What the exercise asks:
Copy the data verbatim and leave out every picture.

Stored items
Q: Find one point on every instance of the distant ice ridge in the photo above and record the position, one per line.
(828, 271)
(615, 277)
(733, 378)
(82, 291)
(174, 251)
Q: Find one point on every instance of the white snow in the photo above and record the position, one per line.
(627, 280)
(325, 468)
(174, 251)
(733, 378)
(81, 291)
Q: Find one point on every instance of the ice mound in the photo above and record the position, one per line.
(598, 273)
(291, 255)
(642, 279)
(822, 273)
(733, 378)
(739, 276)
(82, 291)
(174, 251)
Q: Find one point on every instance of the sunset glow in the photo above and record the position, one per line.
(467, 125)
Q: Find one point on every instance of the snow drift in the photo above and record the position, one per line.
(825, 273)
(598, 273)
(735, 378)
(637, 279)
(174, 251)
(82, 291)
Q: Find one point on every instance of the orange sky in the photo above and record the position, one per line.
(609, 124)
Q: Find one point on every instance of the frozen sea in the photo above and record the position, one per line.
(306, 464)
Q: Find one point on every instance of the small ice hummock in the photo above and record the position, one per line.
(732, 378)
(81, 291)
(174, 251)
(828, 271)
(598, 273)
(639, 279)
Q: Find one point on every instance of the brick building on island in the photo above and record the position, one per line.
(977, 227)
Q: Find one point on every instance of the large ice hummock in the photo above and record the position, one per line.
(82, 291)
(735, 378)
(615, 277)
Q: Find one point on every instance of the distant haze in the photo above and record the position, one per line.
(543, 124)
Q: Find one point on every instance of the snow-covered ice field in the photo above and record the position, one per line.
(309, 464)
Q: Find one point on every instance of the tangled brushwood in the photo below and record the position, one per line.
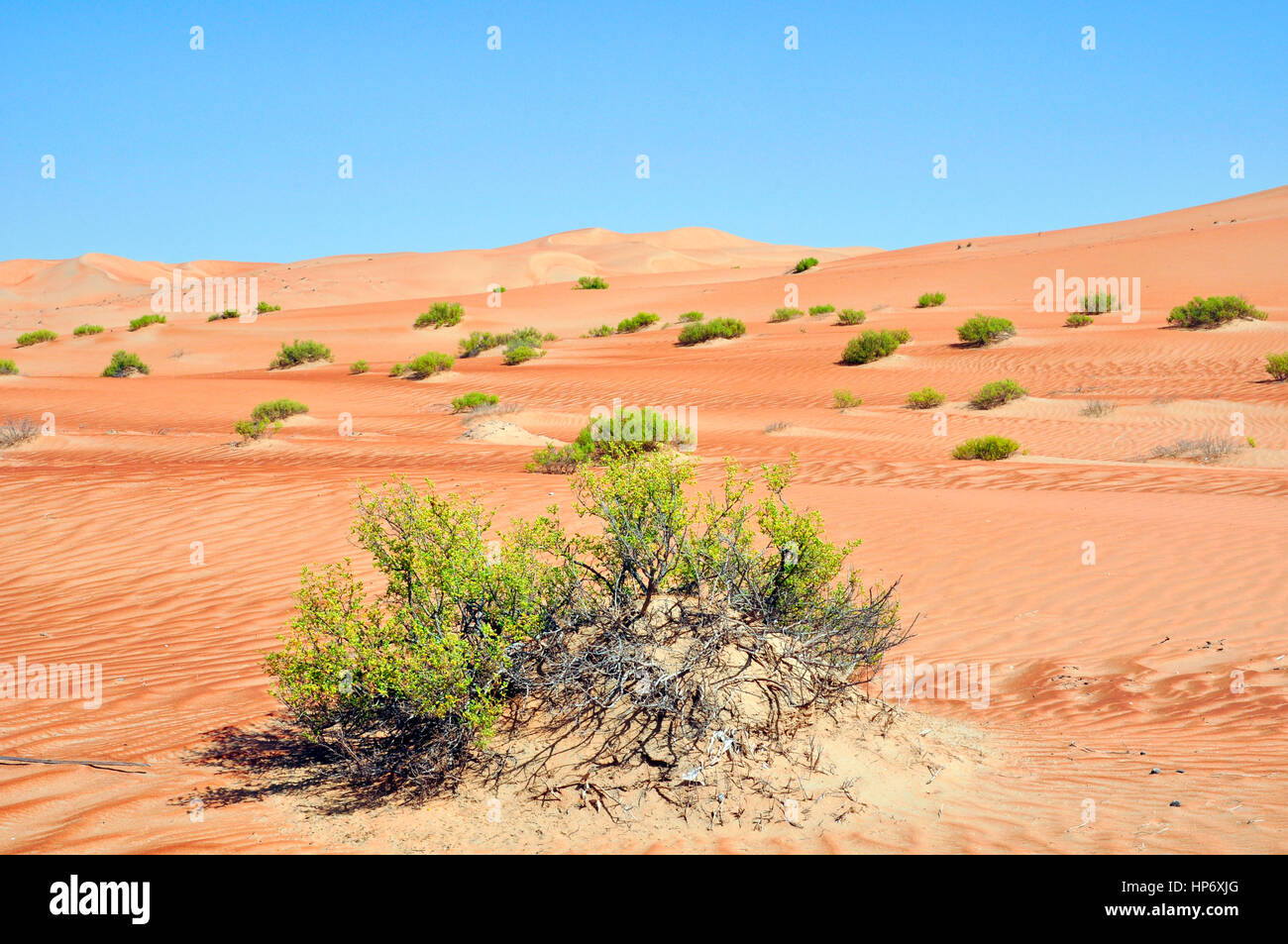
(683, 631)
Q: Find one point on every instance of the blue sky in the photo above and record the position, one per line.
(232, 153)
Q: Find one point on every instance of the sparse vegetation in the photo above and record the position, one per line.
(997, 393)
(299, 353)
(925, 398)
(871, 346)
(990, 449)
(441, 314)
(472, 400)
(711, 330)
(1214, 312)
(984, 329)
(124, 364)
(38, 336)
(143, 321)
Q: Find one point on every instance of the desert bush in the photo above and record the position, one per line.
(297, 353)
(473, 399)
(277, 410)
(638, 322)
(1214, 312)
(17, 432)
(675, 618)
(124, 364)
(143, 321)
(984, 329)
(990, 449)
(39, 336)
(428, 365)
(997, 393)
(925, 398)
(871, 346)
(709, 330)
(441, 314)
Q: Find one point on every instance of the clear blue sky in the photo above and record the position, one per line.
(232, 153)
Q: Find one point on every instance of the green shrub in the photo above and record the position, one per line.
(428, 365)
(629, 326)
(124, 364)
(990, 449)
(1212, 312)
(476, 398)
(925, 398)
(870, 346)
(300, 352)
(143, 321)
(997, 393)
(271, 411)
(35, 338)
(441, 314)
(984, 329)
(709, 330)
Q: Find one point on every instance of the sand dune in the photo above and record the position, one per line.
(1166, 652)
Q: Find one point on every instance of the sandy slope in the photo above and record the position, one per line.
(1099, 672)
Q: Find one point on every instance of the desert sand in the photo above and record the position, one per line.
(1099, 673)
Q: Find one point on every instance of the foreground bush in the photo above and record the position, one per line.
(299, 353)
(1214, 312)
(997, 393)
(124, 364)
(984, 329)
(990, 449)
(871, 346)
(709, 330)
(441, 314)
(925, 398)
(35, 338)
(670, 621)
(143, 321)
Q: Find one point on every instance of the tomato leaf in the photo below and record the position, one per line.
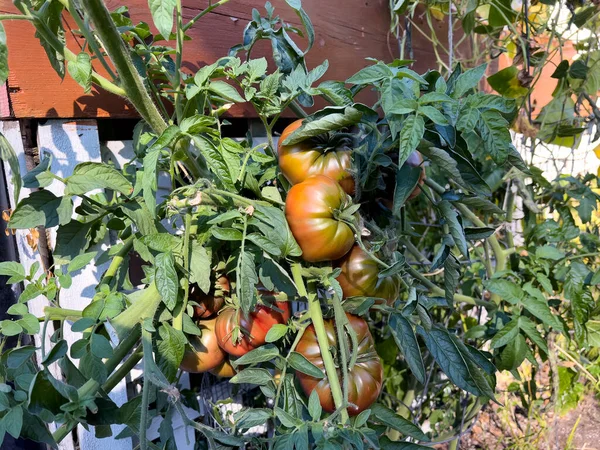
(327, 121)
(456, 361)
(406, 341)
(301, 364)
(167, 281)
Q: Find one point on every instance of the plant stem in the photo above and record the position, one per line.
(119, 54)
(117, 261)
(188, 25)
(436, 290)
(316, 315)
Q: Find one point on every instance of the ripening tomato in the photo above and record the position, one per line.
(317, 156)
(224, 370)
(313, 209)
(359, 277)
(364, 379)
(237, 335)
(203, 352)
(209, 304)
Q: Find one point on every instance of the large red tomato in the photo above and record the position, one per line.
(312, 209)
(359, 277)
(364, 380)
(314, 157)
(203, 353)
(251, 330)
(209, 304)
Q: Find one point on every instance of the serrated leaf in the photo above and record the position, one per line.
(91, 175)
(505, 334)
(167, 281)
(301, 364)
(406, 341)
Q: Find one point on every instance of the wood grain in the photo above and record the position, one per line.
(347, 32)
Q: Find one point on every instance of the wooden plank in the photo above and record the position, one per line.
(71, 143)
(27, 256)
(347, 31)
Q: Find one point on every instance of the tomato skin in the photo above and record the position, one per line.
(209, 304)
(303, 159)
(359, 277)
(309, 210)
(203, 353)
(255, 327)
(224, 370)
(364, 380)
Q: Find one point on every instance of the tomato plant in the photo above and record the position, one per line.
(317, 212)
(203, 353)
(364, 379)
(346, 370)
(327, 156)
(360, 277)
(237, 334)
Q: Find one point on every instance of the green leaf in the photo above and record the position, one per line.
(505, 289)
(100, 346)
(389, 418)
(456, 229)
(506, 334)
(301, 364)
(79, 262)
(468, 80)
(530, 329)
(40, 176)
(257, 376)
(170, 348)
(549, 252)
(434, 115)
(12, 422)
(8, 155)
(41, 208)
(14, 270)
(261, 354)
(81, 71)
(167, 281)
(456, 361)
(225, 90)
(407, 178)
(3, 55)
(10, 328)
(276, 332)
(200, 266)
(451, 278)
(328, 122)
(91, 175)
(162, 15)
(371, 74)
(406, 341)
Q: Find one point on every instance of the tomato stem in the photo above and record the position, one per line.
(316, 315)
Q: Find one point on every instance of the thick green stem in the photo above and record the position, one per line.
(178, 319)
(316, 315)
(119, 54)
(118, 260)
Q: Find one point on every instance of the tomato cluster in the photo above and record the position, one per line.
(319, 211)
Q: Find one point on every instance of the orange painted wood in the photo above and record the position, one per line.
(347, 31)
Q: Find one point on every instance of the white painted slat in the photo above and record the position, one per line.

Solution:
Q: Find one point on every instance of the distant ice ridge in the photo above and record the position, one per line.
(828, 271)
(615, 277)
(733, 378)
(82, 291)
(174, 251)
Q: Find one point on every instance of the white snow in the photo above and record the position, one per line.
(627, 280)
(325, 468)
(174, 251)
(733, 378)
(81, 291)
Q: Find one point on every instance of the ice mound in the photo above and record the position, one per line.
(598, 273)
(291, 255)
(642, 279)
(822, 273)
(733, 378)
(739, 276)
(82, 291)
(174, 251)
Q: Find one point on every instance of the sunset glow in the photo above and record the position, one per line.
(467, 125)
Q: Find one point on every instance of the snow drift in the photo above and record the position, one per line.
(825, 273)
(598, 273)
(735, 378)
(637, 279)
(174, 251)
(82, 291)
Q: Find one point on every instance of the orange sky in the photo above and record the position, one per line.
(609, 124)
Q: Find one point on every instance of the frozen sea in the photo above and record the position, one per line.
(306, 464)
Q: Find one point on every instance of the small ice hummock in the photo above and record the position, one per line.
(732, 378)
(81, 291)
(174, 251)
(828, 271)
(598, 273)
(639, 279)
Q: Find one point on every instance of the brick building on island in the photo above and record the position, one per line.
(977, 227)
Q: Find one point on every instance of the large ice hummock in the photo above and record the position, one per line.
(82, 291)
(735, 378)
(615, 277)
Q: Find one point on every instance of the distant haze in the photo above and record the position, one per line.
(543, 124)
Q: Find one point on every instance of the snow-covered ice field in the photo above and record the position, one per line.
(309, 464)
Q: Find one point on every instance of the tangled brushwood in the photo below and record the position, one per line.
(683, 631)
Q: Find one point on every instance of the blue sky in the photo above and record the position, one per line.
(232, 153)
Q: Find one point on every instance of the sparse vegetation in the photo above and record the position, one per line.
(997, 393)
(299, 353)
(925, 398)
(871, 346)
(990, 449)
(441, 314)
(472, 400)
(711, 330)
(1214, 312)
(984, 329)
(124, 364)
(38, 336)
(143, 321)
Q: Find one point on every instance of the desert bush in the photo above and record the position, one per line.
(297, 353)
(473, 399)
(277, 410)
(638, 322)
(1214, 312)
(17, 432)
(675, 618)
(124, 364)
(143, 321)
(984, 329)
(990, 449)
(39, 336)
(428, 365)
(997, 393)
(925, 398)
(871, 346)
(709, 330)
(441, 314)
Q: Find one point on every instance of the clear blue sky in the photo above and record the position, one per line.
(232, 153)
Q: Find one point on every instance of the green shrub in the photo above and record the position, one per line.
(428, 365)
(629, 326)
(124, 364)
(990, 449)
(1212, 312)
(476, 398)
(925, 398)
(870, 346)
(300, 352)
(143, 321)
(997, 393)
(271, 411)
(35, 338)
(441, 314)
(984, 329)
(709, 330)
Q: Find one point on every instance of the sand dune in the photo above and record the position, one per line.
(1166, 652)
Q: Find one point on every instance of the sandy slope in the photo above and record the position, one per line.
(1099, 672)
Q: Find one point on every instance of the desert sand in the photo above and record the position, one per line.
(1099, 673)
Q: Find one point on every instance of the foreground bush in the photo above and record the position, one per line.
(299, 353)
(1214, 312)
(997, 393)
(124, 364)
(984, 329)
(990, 449)
(871, 346)
(709, 330)
(441, 314)
(925, 398)
(35, 338)
(670, 621)
(143, 321)
Q: Find one point on every instance of the tomato leaf in the photo below and record the position, one per line.
(327, 121)
(456, 361)
(406, 341)
(301, 364)
(167, 281)
Q: Find one point on every instance of the plant stem in the photo above and record the position, one per line.
(119, 54)
(117, 261)
(188, 25)
(436, 290)
(316, 315)
Q: Find one point on every instance of the ripening tomato in the photo above and record the position, one per line.
(317, 156)
(224, 370)
(313, 209)
(359, 277)
(364, 379)
(237, 335)
(203, 352)
(209, 304)
Q: Find one point on every instance of the large red tomato in the photo above and record the position, one per line.
(312, 209)
(359, 277)
(364, 380)
(314, 157)
(203, 353)
(251, 330)
(209, 304)
Q: Find one point on every instance of the serrated leaf in the photo above and record the position, one per line.
(91, 175)
(505, 334)
(167, 281)
(301, 364)
(406, 341)
Q: Find one point on every instance of the wood grain in the photo above and record the position, one per line.
(347, 32)
Q: Find one point on every instance of the wooden plank in the photo above and record the position, one per line.
(71, 143)
(27, 256)
(347, 31)
Q: Find one point on every instance of the tomato skin in the photo above and record the position, one per line.
(209, 304)
(303, 159)
(359, 277)
(309, 210)
(203, 353)
(255, 327)
(224, 370)
(364, 380)
Q: Find one point on every instance of the tomato plant in the photo above and record the position, one per line.
(317, 212)
(203, 353)
(364, 379)
(346, 370)
(327, 156)
(360, 277)
(237, 334)
Q: Find one point on every instance of the green leaf in the photo above and record the position, one per line.
(505, 289)
(100, 346)
(389, 418)
(456, 229)
(506, 334)
(301, 364)
(79, 262)
(468, 80)
(530, 329)
(40, 176)
(257, 376)
(170, 348)
(549, 252)
(434, 115)
(12, 422)
(8, 155)
(41, 208)
(14, 270)
(261, 354)
(81, 71)
(167, 281)
(456, 361)
(225, 90)
(407, 178)
(3, 55)
(10, 328)
(276, 332)
(200, 266)
(451, 278)
(328, 122)
(91, 175)
(162, 15)
(371, 74)
(406, 341)
Q: Find one point on every instance of the tomato stem in the photo above and record the position, one per line.
(316, 315)
Q: Find one point on every instance of the thick green stem in the photo above and record the position, one per line.
(178, 319)
(316, 315)
(119, 54)
(118, 260)
Q: Find one point on every instance of the tomato cluster in the photo above and record the position, one per line.
(319, 211)
Q: Find one point on every instance of the orange painted wood in the photo above and record the position, one per line.
(347, 31)
Q: Find one point on every instance of the white painted slat in the photo above and record the position, one per line.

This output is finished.